> [Richiesta dell'esercizio]: Riscrivi le righe dalla riga con "Task: indicate the brick" alla riga con "<point>700,141</point>", entrambe incluse, spostando di 142 ogni numero delle coordinate nelle risposte. Le richieste e i loro esempi di formato restano invariati.

> [Materiale]:
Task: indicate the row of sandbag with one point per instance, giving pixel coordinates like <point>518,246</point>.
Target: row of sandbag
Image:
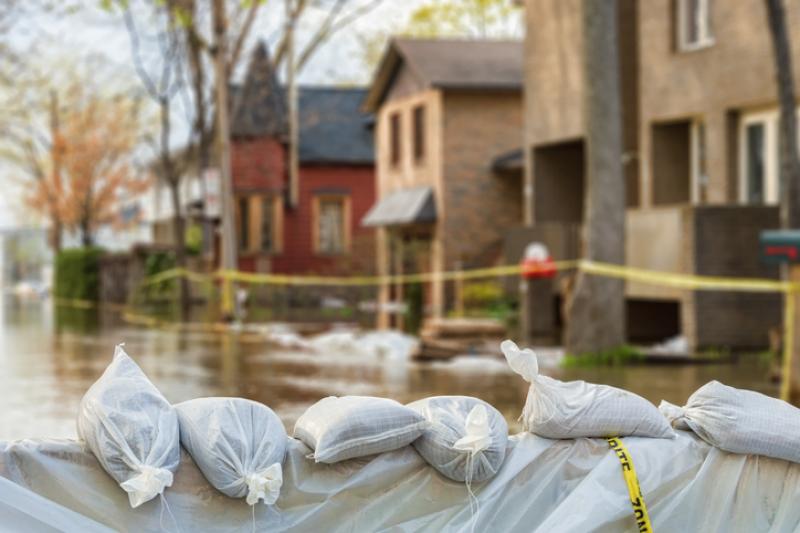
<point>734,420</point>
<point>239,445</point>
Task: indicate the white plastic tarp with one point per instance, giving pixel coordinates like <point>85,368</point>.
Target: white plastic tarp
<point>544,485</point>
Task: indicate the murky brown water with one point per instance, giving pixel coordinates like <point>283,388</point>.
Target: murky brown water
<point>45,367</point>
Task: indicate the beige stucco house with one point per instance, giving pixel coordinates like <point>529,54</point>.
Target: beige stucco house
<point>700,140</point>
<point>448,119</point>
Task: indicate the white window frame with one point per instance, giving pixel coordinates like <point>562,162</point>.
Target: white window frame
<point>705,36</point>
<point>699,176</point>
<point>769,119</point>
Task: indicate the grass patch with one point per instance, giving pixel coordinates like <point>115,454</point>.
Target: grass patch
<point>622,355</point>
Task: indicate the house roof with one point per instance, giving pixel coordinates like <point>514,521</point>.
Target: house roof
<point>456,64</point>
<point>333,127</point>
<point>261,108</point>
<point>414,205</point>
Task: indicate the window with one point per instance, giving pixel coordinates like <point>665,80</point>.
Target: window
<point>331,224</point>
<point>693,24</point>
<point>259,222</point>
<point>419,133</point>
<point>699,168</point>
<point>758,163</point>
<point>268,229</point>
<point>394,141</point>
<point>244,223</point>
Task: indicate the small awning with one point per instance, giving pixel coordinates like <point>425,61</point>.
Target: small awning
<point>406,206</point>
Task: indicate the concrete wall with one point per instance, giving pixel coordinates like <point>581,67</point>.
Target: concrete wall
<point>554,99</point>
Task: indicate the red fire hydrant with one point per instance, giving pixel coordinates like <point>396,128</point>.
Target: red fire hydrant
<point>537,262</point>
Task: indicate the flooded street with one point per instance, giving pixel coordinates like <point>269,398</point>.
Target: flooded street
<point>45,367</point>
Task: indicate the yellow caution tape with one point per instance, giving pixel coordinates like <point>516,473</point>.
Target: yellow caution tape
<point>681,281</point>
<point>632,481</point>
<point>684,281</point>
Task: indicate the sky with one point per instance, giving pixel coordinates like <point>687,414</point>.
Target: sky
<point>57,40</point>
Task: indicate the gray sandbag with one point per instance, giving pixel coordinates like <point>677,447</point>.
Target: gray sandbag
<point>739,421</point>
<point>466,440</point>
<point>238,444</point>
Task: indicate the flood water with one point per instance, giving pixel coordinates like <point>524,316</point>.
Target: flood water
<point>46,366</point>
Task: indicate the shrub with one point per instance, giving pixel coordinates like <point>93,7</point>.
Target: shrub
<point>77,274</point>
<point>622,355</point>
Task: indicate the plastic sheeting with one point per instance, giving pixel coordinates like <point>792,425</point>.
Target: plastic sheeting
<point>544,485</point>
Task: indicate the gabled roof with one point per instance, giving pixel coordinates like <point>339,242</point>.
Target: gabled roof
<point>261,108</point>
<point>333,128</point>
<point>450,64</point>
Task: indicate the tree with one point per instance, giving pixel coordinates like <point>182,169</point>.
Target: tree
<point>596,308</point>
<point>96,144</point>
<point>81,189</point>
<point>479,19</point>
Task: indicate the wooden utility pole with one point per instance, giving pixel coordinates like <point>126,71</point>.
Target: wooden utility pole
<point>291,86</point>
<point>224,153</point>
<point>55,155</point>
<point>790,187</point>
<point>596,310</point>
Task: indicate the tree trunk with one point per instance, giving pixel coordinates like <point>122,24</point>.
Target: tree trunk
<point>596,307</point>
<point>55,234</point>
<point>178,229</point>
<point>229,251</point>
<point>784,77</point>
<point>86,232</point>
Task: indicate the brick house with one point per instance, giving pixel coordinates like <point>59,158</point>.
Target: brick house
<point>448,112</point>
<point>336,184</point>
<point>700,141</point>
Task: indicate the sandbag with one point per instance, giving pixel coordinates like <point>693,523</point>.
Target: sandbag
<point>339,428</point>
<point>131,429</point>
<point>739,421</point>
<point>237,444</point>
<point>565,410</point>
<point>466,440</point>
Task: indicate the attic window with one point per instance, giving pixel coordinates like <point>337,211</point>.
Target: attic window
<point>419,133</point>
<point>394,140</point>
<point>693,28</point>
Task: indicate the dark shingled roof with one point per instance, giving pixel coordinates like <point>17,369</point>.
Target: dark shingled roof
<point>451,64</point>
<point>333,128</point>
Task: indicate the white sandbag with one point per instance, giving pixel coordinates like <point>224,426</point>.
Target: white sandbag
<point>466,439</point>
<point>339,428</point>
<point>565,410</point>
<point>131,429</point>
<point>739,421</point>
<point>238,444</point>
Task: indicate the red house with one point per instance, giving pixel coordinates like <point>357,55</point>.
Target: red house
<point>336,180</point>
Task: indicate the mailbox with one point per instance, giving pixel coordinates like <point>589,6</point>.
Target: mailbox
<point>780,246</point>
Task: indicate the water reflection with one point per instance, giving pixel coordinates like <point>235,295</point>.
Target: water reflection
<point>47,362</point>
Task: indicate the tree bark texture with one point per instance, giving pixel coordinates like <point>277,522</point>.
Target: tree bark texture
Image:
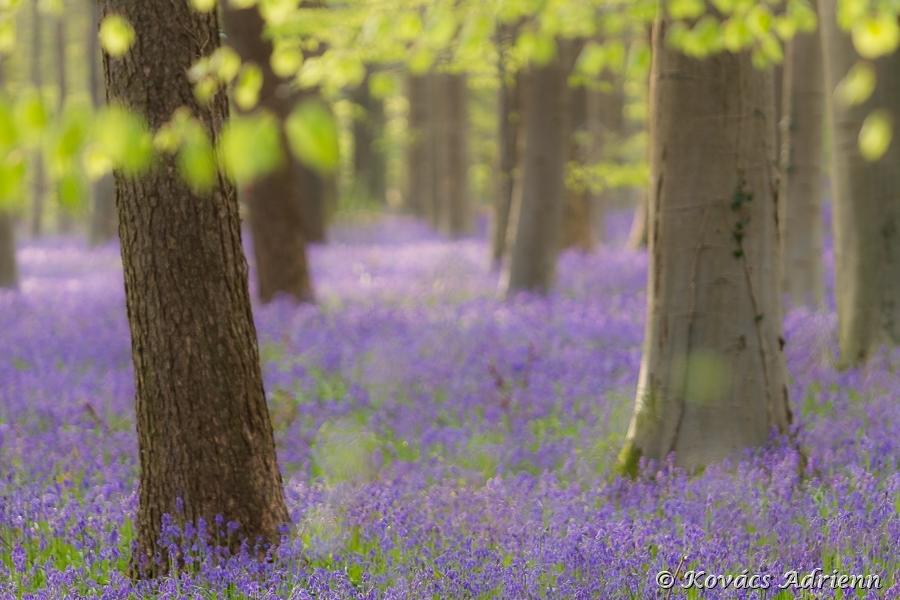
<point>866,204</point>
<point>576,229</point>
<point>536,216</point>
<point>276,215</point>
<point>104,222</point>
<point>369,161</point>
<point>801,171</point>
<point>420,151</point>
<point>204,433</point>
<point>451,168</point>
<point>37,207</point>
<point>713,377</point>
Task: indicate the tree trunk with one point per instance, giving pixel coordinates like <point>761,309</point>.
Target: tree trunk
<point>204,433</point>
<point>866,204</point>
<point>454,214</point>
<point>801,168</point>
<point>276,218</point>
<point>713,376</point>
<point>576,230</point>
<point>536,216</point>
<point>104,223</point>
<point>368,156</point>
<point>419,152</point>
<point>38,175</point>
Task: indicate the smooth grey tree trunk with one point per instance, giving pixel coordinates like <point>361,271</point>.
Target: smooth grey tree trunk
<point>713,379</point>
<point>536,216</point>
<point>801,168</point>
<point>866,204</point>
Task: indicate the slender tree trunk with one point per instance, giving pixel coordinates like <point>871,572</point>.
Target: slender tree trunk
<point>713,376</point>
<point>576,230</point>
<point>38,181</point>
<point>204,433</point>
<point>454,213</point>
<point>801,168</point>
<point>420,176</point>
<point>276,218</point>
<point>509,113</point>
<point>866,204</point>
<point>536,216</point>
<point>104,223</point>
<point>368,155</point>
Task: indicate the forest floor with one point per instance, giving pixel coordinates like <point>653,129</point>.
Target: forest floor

> [Risposta scritta]:
Task: indicate the brick house with one point per instance, giving pixel coordinates like <point>59,158</point>.
Target: brick house
<point>590,254</point>
<point>478,326</point>
<point>842,283</point>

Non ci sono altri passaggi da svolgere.